> WRITTEN REQUEST:
Pull out all of the lines below verbatim, and omit the pictures from your answer.

[Dataset rows]
----------

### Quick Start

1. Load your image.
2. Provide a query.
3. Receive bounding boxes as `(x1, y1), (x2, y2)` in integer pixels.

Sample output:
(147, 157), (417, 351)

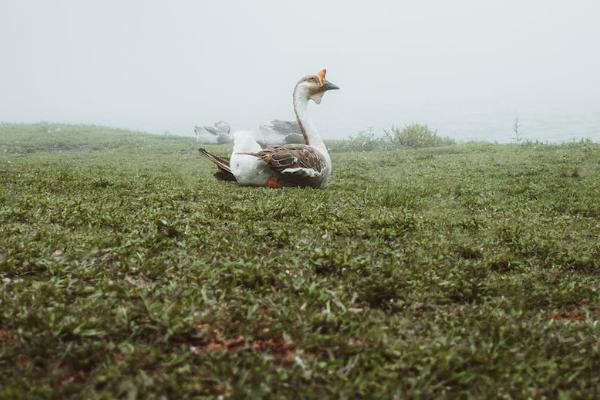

----------

> EXERCISE RESULT:
### Quick Start

1. Load your image.
2. Provide a query.
3. Receive bounding boxes as `(x1, y1), (x2, y2)` in integer pixels.

Sample output:
(147, 157), (417, 351)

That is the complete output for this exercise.